### THE EXERCISE:
Change "bare soil patch" to "exposed soil patch" in the records starting at the line containing "Objective: a point on each instance of the pelican in" and ending at the line containing "(1092, 320)". Rewrite only those lines and leave everything else in them unchanged.

[Records pointing to named objects]
[start]

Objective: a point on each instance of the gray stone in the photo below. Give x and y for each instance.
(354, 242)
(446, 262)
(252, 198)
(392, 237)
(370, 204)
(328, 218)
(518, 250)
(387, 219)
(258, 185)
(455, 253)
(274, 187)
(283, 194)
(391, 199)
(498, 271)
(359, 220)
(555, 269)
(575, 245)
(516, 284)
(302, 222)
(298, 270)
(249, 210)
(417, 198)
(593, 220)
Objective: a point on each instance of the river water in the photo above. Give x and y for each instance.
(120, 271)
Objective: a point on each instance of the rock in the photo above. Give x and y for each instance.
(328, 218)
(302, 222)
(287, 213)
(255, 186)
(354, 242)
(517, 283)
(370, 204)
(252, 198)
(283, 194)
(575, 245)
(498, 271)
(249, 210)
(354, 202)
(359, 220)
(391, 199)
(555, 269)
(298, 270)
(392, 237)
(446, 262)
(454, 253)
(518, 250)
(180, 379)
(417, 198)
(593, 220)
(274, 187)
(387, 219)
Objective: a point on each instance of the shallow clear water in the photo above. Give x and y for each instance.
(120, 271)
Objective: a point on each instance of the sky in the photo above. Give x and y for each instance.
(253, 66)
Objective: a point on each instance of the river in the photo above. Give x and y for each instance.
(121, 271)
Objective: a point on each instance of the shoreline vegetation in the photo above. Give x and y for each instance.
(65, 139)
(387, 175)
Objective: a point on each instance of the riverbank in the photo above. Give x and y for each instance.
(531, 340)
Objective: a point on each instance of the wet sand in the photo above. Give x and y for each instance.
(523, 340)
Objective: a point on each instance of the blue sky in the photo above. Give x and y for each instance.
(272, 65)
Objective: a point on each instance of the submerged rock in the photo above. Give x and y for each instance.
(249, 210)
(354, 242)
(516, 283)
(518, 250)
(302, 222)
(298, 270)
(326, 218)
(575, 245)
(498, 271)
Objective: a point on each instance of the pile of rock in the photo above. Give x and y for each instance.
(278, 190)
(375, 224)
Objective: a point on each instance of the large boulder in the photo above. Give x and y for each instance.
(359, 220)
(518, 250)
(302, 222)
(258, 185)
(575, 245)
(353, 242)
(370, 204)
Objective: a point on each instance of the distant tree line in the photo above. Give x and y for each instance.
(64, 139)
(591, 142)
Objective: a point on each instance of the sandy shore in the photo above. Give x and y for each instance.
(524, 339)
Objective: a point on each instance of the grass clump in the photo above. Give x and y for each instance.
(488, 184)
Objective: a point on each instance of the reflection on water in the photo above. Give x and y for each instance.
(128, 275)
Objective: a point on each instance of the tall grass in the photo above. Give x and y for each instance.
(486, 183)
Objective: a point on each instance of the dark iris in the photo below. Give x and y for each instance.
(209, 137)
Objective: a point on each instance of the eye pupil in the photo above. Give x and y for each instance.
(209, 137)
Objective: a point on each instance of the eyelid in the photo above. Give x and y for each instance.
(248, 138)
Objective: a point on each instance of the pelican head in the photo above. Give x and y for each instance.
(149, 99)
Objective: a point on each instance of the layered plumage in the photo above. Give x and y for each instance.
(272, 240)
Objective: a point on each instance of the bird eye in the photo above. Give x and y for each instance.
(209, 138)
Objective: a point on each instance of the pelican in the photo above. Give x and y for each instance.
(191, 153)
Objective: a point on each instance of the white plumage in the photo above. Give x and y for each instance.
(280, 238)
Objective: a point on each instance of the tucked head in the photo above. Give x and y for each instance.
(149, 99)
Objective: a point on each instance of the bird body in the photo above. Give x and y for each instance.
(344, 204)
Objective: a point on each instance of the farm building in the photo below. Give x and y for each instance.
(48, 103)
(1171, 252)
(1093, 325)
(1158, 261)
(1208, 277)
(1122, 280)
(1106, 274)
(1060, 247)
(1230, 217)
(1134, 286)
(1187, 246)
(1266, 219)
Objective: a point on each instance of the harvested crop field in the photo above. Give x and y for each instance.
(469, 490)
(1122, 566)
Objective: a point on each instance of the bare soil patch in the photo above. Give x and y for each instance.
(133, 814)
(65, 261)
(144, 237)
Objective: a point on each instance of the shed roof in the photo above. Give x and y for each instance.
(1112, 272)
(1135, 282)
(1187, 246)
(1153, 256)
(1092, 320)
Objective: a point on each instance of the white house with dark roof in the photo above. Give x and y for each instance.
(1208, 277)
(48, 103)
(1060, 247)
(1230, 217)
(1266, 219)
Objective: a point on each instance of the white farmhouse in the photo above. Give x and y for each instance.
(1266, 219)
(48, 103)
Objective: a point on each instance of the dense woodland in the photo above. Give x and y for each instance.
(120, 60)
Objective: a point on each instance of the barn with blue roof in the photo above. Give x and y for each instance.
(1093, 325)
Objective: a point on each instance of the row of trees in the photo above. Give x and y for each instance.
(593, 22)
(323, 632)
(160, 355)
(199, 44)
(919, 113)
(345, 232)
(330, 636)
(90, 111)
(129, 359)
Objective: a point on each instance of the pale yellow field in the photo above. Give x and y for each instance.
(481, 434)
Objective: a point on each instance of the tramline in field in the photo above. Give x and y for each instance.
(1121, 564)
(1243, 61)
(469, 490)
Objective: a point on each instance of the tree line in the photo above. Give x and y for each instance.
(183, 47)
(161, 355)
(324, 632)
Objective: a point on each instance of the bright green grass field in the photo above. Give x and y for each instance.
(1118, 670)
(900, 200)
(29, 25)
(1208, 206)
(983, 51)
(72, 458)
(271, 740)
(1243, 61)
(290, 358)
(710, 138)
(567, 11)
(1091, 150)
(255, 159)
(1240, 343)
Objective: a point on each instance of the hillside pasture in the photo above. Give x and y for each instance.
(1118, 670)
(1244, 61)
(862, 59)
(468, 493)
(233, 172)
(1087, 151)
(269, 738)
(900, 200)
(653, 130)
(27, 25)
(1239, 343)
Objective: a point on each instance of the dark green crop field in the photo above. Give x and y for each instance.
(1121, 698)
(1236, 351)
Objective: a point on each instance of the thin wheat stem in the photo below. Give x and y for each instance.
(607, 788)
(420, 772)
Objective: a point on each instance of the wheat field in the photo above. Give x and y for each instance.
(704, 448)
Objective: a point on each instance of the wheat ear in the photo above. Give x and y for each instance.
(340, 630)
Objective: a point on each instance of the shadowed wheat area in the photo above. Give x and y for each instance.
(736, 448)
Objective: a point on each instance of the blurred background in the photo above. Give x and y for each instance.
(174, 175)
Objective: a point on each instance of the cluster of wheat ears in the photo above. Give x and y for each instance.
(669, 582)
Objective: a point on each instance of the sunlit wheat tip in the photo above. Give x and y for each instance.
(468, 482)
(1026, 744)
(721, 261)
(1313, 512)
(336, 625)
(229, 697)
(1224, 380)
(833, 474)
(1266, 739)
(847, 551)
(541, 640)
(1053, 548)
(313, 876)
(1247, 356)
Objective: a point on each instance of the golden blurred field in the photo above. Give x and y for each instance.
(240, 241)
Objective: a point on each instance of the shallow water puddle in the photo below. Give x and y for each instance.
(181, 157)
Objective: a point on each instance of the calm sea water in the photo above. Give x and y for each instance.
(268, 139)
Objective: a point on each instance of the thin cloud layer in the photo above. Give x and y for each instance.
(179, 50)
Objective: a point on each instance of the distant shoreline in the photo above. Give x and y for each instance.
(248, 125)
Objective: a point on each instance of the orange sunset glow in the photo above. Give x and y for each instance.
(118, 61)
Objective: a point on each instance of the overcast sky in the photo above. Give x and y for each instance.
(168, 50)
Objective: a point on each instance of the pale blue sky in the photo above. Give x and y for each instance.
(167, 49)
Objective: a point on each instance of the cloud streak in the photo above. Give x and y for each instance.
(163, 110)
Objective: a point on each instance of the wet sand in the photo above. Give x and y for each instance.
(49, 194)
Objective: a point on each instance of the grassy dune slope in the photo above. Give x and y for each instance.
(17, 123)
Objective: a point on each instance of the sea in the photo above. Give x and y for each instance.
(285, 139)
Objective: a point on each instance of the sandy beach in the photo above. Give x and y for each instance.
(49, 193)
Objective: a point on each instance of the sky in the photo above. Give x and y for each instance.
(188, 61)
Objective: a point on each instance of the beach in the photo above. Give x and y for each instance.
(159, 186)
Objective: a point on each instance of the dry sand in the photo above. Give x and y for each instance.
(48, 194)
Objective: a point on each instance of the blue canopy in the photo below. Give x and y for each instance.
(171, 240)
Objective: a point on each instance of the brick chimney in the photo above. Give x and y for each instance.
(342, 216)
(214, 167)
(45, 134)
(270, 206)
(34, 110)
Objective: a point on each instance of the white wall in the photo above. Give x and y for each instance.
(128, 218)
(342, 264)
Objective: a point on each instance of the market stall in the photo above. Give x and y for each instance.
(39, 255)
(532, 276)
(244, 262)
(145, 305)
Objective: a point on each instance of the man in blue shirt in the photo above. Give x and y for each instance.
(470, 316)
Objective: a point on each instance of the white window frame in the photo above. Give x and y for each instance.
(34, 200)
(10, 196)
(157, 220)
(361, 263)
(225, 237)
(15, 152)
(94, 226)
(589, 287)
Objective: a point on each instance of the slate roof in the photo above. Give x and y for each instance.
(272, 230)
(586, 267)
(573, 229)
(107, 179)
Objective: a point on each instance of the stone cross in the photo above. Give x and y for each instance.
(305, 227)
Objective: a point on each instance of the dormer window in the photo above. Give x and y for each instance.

[end]

### RESPONSE TO THIS TASK:
Objective: a point on each instance of the pelican in the photo above. Give x and y for each instance.
(191, 153)
Objective: a point on each instance of the white plumage in the photo above. Give x and y for each instance.
(280, 238)
Objective: a point on each instance of the tucked head in the photo above. Give x and y for each instance.
(149, 99)
Objective: a point on each instance of the bird body in the photo above. Give x and y for each instance.
(344, 204)
Objective: a point on each instance of the farm building in the photo below. Give x and y for each instance.
(48, 103)
(1171, 252)
(1093, 325)
(1158, 261)
(1208, 277)
(1122, 280)
(1106, 274)
(1060, 247)
(1230, 217)
(1134, 286)
(1187, 246)
(1266, 219)
Objective: a point on each instance of the harvested crop field in the photo above. Give x and y for each instance.
(469, 490)
(1122, 566)
Objective: a point on each instance of the exposed soil patch in the photo above. Give x and y for each instance.
(133, 814)
(65, 261)
(144, 237)
Objective: a point on each instance of the shed roof in the photo above. Give x and y for each instance.
(1112, 272)
(1135, 282)
(1187, 246)
(1153, 256)
(1092, 320)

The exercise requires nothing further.